Collection entries:

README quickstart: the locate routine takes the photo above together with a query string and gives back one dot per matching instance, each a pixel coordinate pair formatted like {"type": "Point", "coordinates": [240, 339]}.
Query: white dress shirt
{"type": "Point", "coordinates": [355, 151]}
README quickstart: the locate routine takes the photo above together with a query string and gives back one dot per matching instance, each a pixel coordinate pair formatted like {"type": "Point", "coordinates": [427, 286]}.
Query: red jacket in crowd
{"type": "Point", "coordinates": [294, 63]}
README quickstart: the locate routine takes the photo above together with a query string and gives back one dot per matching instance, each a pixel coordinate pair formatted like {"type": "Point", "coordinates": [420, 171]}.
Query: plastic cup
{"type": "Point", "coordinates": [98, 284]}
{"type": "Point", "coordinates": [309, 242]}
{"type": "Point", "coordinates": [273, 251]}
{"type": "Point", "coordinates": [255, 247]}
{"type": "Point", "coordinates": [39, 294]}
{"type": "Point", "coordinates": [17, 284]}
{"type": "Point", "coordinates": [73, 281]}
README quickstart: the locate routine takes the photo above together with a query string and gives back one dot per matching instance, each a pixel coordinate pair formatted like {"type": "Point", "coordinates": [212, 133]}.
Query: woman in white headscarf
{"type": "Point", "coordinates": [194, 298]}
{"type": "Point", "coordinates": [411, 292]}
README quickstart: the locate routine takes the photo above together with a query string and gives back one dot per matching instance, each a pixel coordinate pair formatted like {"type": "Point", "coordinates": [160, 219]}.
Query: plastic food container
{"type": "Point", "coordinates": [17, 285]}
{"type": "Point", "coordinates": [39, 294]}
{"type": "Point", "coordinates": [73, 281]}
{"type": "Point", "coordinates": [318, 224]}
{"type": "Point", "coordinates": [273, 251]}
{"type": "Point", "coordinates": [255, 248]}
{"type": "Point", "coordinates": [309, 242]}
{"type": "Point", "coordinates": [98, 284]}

◆ Exercise aim:
Every record above is to be copied out exactly.

◆ Result:
README quickstart: the locate routine takes the photo above together with a query string and gives back one dot per matching instance, each a pixel coordinate pair formatted like {"type": "Point", "coordinates": [240, 339]}.
Query: white dress shirt
{"type": "Point", "coordinates": [355, 151]}
README quickstart: the locate routine takes the photo above together with a query string and gives back one dot per matching instance, each a pixel coordinate pair formatted like {"type": "Point", "coordinates": [427, 286]}.
Query: red jacket in crowd
{"type": "Point", "coordinates": [294, 63]}
README quickstart: the locate routine takes the photo above together with a query string and gives back one dot per matching instance, each a pixel coordinate pair formatted like {"type": "Point", "coordinates": [420, 171]}.
Query: plastic cup
{"type": "Point", "coordinates": [98, 284]}
{"type": "Point", "coordinates": [309, 242]}
{"type": "Point", "coordinates": [273, 251]}
{"type": "Point", "coordinates": [255, 247]}
{"type": "Point", "coordinates": [39, 294]}
{"type": "Point", "coordinates": [17, 284]}
{"type": "Point", "coordinates": [73, 281]}
README quickstart: the locate routine takes the photo above together with a query string and gives back one dot per matching instance, each a pixel coordinate pair formatted like {"type": "Point", "coordinates": [212, 133]}.
Query: woman in white headscarf
{"type": "Point", "coordinates": [194, 298]}
{"type": "Point", "coordinates": [411, 292]}
README quickstart: the locate routine takes the photo above together with a query string and gives back one dot per matching instance, each a pixel coordinate pair formatted like {"type": "Point", "coordinates": [160, 219]}.
Query: plastic food container
{"type": "Point", "coordinates": [17, 285]}
{"type": "Point", "coordinates": [39, 294]}
{"type": "Point", "coordinates": [73, 281]}
{"type": "Point", "coordinates": [318, 224]}
{"type": "Point", "coordinates": [273, 251]}
{"type": "Point", "coordinates": [255, 248]}
{"type": "Point", "coordinates": [309, 242]}
{"type": "Point", "coordinates": [98, 284]}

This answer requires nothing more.